Excerpts from a pointing dataset:
--- Start ---

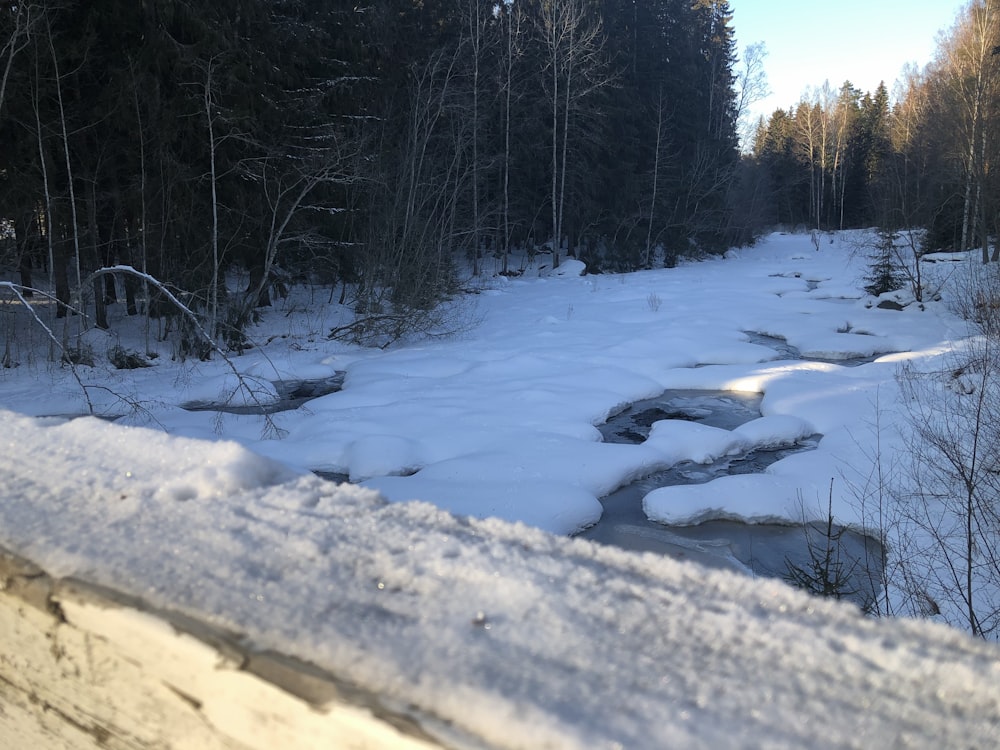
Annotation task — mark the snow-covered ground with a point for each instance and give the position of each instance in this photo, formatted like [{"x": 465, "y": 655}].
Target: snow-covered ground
[{"x": 516, "y": 637}]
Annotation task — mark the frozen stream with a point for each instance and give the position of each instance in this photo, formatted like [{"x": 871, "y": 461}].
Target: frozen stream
[{"x": 756, "y": 549}]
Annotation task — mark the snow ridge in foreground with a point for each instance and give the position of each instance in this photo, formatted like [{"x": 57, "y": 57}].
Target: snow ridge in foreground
[{"x": 514, "y": 637}]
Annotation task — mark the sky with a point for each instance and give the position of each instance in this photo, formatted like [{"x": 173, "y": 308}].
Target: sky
[{"x": 863, "y": 41}]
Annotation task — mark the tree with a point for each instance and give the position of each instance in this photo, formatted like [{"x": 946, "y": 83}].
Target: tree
[{"x": 572, "y": 39}]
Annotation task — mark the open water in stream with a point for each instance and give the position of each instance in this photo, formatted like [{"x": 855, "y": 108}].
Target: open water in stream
[{"x": 770, "y": 550}]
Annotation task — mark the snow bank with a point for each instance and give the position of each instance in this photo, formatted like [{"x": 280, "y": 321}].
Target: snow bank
[{"x": 475, "y": 633}]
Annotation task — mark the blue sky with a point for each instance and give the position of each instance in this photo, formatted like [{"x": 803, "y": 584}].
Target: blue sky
[{"x": 863, "y": 41}]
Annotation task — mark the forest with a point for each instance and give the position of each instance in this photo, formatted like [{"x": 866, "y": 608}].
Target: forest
[{"x": 380, "y": 148}]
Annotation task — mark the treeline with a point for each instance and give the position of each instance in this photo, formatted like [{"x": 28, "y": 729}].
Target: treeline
[
  {"x": 846, "y": 159},
  {"x": 372, "y": 147}
]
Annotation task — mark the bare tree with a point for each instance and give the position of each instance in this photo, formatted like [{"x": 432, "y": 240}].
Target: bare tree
[
  {"x": 751, "y": 87},
  {"x": 574, "y": 49},
  {"x": 969, "y": 71},
  {"x": 19, "y": 21}
]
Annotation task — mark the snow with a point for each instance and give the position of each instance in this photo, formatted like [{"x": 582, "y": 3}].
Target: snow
[{"x": 463, "y": 605}]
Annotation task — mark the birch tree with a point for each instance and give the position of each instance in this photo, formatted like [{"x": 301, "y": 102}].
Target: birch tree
[{"x": 572, "y": 38}]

--- End ---

→ **THE REQUEST**:
Reproduce the listing above verbatim, omitting the pictures from your answer.

→ **RESULT BELOW**:
Annotation task — mark the snow-covered ground with a point for each instance and give the position of each instance in this photo, formatted like [{"x": 465, "y": 655}].
Target: snow-covered ground
[{"x": 516, "y": 637}]
Annotation task — mark the frozen stream with a point for each instance and give the position of each instance in this photo, formatted like [{"x": 871, "y": 461}].
Target: frozen stream
[{"x": 756, "y": 549}]
Annotation task — mark the snow ridge in foreground with a point for each instance and give the position of each instance in this photo, formatted like [{"x": 57, "y": 57}].
Target: snow ridge in foreground
[{"x": 514, "y": 637}]
Annotation task — mark the sky with a point for each instance and give the position of each instance in this photo, formatted like [{"x": 173, "y": 308}].
Target: sky
[{"x": 863, "y": 41}]
Annotation task — mark the tree with a point for each instance and give the position of each instance in this photo, formatted like [{"x": 946, "y": 83}].
Target: tree
[{"x": 572, "y": 39}]
Annotation task — mark the open water in stream with a point for each instance and give the position of each instance in this photo, formatted like [{"x": 855, "y": 108}].
Target: open water in stream
[{"x": 770, "y": 550}]
Annotation task — mark the snow bank with a point for each instance and give the position of each instance in this photo, formatted like [{"x": 280, "y": 321}].
Target: snow bank
[{"x": 475, "y": 633}]
Annotation task — mark the blue sky with a point for each instance and give the position of each instance in this photo, formatted like [{"x": 803, "y": 584}].
Target: blue sky
[{"x": 863, "y": 41}]
Annotation task — mark the forest with a point for each instance and give the position of each instance in this photo, formatted like [{"x": 866, "y": 608}].
Target: forest
[{"x": 380, "y": 148}]
Annotation task — mark the treeline with a point for each instance and give the position of each instance in this photo, formatted like [{"x": 28, "y": 729}].
Target: treeline
[
  {"x": 846, "y": 159},
  {"x": 372, "y": 147}
]
Annotation task — mark the bare tree with a point for each instance and give the position of each instance in this photo, formatted like [{"x": 432, "y": 240}].
Target: bare tree
[
  {"x": 751, "y": 87},
  {"x": 574, "y": 49},
  {"x": 969, "y": 71},
  {"x": 19, "y": 21}
]
Annotation task — mark the snow with a point for each instance and give the position of each instance in this photo, formatted like [{"x": 582, "y": 3}].
Target: snow
[{"x": 463, "y": 605}]
Annotation task — mark the birch tree with a point for each instance and give the position of each instance in this photo, formatted like [{"x": 301, "y": 102}].
Target: birch tree
[{"x": 572, "y": 38}]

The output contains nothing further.